▸ **What the exercise asks**:
Counting the line with "Please trace the outline of every instance of the **sofa" as the last one, copy out the lines of the data exactly from the first onward.
═══ Records to use
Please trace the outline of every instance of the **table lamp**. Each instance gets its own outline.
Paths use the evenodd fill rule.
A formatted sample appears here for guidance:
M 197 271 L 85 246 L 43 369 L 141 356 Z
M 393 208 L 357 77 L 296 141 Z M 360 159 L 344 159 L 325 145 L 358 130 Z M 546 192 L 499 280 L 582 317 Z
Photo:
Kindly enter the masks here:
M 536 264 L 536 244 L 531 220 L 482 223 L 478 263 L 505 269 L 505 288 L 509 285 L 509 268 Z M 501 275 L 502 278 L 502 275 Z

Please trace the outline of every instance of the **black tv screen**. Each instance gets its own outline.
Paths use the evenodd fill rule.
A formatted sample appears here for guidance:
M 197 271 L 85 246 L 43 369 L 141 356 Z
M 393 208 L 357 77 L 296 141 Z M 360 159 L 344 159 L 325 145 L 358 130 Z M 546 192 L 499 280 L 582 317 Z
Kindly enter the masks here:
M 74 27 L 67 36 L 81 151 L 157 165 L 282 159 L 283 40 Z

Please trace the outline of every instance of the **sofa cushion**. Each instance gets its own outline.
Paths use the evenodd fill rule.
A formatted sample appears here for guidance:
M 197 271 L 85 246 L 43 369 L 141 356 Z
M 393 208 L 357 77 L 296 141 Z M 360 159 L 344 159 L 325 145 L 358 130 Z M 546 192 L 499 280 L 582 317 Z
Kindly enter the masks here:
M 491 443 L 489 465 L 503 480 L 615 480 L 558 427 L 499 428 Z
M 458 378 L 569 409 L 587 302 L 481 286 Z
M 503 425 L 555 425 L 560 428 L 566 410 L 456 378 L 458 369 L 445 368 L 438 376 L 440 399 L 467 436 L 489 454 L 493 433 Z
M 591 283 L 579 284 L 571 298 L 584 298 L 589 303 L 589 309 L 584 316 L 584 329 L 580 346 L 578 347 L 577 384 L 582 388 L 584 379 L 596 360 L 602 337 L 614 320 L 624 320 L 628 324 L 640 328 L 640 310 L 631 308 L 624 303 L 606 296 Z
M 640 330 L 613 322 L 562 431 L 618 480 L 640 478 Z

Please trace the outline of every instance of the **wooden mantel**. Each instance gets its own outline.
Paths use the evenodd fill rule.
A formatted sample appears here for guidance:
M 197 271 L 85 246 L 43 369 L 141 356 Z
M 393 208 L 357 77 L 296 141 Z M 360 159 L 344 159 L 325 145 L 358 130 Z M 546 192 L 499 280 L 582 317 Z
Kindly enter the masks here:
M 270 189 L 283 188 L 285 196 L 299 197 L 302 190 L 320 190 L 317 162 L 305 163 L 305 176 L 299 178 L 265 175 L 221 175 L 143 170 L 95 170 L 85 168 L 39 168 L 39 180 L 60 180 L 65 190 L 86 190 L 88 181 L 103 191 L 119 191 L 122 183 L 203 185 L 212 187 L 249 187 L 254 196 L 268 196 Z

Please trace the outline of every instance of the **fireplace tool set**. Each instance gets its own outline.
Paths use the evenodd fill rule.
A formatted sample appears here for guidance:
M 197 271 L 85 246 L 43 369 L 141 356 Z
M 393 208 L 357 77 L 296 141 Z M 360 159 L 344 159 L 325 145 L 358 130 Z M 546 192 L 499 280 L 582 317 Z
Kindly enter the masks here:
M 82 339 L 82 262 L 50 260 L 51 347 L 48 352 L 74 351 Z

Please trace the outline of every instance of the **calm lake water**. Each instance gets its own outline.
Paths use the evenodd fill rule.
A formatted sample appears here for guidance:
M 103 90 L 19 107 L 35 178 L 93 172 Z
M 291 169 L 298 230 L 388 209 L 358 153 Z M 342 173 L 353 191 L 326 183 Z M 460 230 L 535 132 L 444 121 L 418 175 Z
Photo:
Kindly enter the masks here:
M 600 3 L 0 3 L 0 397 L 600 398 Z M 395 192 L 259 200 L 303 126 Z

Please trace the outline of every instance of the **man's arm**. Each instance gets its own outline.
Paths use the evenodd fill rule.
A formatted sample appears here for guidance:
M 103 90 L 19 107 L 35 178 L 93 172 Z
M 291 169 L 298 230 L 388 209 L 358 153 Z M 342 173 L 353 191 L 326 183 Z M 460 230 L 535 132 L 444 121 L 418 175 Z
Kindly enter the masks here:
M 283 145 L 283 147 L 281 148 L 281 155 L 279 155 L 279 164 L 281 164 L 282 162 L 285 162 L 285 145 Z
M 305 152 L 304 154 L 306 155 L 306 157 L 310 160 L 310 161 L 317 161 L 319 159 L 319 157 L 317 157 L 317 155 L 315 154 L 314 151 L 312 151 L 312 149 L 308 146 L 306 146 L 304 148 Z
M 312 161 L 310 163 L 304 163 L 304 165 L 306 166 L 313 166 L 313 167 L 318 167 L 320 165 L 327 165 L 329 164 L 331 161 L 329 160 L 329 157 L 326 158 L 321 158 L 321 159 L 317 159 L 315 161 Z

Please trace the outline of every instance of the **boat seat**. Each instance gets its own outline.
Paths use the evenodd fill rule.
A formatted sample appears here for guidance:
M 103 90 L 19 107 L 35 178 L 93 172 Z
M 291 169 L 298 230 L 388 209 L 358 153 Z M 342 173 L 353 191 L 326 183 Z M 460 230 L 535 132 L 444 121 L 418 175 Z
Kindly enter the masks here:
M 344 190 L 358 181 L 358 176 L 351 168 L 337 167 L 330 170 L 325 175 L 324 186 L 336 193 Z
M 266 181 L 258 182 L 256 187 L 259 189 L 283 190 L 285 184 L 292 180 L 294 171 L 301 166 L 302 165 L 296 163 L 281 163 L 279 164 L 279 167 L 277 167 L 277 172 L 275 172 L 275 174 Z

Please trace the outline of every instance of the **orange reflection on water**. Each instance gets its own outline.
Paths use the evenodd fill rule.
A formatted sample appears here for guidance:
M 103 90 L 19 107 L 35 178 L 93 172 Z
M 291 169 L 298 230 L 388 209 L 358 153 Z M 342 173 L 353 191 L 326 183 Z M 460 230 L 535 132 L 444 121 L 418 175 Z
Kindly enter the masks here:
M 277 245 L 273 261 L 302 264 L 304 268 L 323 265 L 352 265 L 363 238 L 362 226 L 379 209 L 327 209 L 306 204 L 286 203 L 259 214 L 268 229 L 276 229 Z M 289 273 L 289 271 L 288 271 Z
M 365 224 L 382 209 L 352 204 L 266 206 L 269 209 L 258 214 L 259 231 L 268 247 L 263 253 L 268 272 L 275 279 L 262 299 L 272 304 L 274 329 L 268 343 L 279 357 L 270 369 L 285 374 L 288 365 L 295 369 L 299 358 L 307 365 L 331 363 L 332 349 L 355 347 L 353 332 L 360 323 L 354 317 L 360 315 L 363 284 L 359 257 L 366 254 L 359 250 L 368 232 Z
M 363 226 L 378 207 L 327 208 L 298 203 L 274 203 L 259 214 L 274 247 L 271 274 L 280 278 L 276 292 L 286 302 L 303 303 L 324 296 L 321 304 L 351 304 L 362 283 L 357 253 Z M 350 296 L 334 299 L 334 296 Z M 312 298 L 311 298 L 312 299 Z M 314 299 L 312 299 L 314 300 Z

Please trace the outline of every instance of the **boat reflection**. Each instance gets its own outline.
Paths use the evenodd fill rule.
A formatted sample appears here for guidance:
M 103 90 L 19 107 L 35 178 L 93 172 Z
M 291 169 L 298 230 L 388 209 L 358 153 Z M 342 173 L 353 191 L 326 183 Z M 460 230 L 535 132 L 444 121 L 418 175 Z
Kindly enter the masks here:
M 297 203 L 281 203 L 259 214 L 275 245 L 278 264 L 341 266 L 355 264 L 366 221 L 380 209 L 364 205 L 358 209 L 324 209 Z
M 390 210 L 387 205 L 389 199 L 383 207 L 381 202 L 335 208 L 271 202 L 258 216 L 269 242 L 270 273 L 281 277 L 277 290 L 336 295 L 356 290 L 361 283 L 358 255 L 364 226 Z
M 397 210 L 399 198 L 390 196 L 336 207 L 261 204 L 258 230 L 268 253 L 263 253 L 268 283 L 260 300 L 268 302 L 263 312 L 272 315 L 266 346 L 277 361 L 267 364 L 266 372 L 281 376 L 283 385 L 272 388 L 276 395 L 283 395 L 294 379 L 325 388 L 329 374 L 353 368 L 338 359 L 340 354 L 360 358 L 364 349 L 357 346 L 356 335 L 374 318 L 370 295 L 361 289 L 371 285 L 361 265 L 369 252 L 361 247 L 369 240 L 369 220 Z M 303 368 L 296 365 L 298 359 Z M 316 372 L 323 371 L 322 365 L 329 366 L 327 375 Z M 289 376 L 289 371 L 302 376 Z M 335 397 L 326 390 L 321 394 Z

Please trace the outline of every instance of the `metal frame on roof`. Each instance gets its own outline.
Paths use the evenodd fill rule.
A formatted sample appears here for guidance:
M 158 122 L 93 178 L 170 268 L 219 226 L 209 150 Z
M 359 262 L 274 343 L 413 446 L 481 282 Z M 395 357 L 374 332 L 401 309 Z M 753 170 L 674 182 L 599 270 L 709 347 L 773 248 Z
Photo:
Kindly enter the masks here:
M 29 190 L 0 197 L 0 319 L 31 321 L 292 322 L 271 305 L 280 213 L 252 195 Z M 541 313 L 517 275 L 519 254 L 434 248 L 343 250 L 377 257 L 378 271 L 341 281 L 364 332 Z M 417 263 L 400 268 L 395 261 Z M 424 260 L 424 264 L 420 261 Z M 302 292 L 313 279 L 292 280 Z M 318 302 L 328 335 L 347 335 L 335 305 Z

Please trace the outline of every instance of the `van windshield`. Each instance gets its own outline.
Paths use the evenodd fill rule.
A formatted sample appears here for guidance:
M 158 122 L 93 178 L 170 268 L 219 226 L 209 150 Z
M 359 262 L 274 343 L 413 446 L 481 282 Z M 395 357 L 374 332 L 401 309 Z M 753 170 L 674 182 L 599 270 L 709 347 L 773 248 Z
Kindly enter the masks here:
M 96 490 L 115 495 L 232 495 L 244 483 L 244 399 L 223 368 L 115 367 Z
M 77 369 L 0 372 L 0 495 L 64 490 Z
══════
▸ **Solution**:
Please trace the outline of every instance of the **table lamp**. Each instance gets its own outline.
Paths use the evenodd fill rule.
A formatted sample appears here for guidance:
M 197 271 L 85 246 L 43 369 L 141 356 Z
M 393 208 L 357 77 L 296 141 Z M 360 159 L 344 159 L 325 145 L 358 130 Z M 546 192 L 499 280 L 582 317 Z
Photo:
Kindly enter the masks here:
M 536 264 L 536 244 L 531 220 L 482 223 L 478 263 L 505 269 L 505 288 L 509 285 L 509 268 Z M 501 275 L 502 278 L 502 275 Z

Please trace the outline of every instance of the **black tv screen**. Each instance gets its own outline.
Paths use the evenodd fill rule.
A formatted sample appears here for guidance:
M 197 271 L 85 246 L 43 369 L 141 356 Z
M 393 208 L 357 77 L 296 141 Z M 360 159 L 344 159 L 325 145 L 358 130 Z M 546 192 L 499 280 L 582 317 Z
Kindly enter the masks here:
M 74 27 L 67 36 L 81 151 L 157 165 L 282 159 L 283 40 Z

Please trace the outline of every instance of the **sofa cushion**. Each instance gets its own outline.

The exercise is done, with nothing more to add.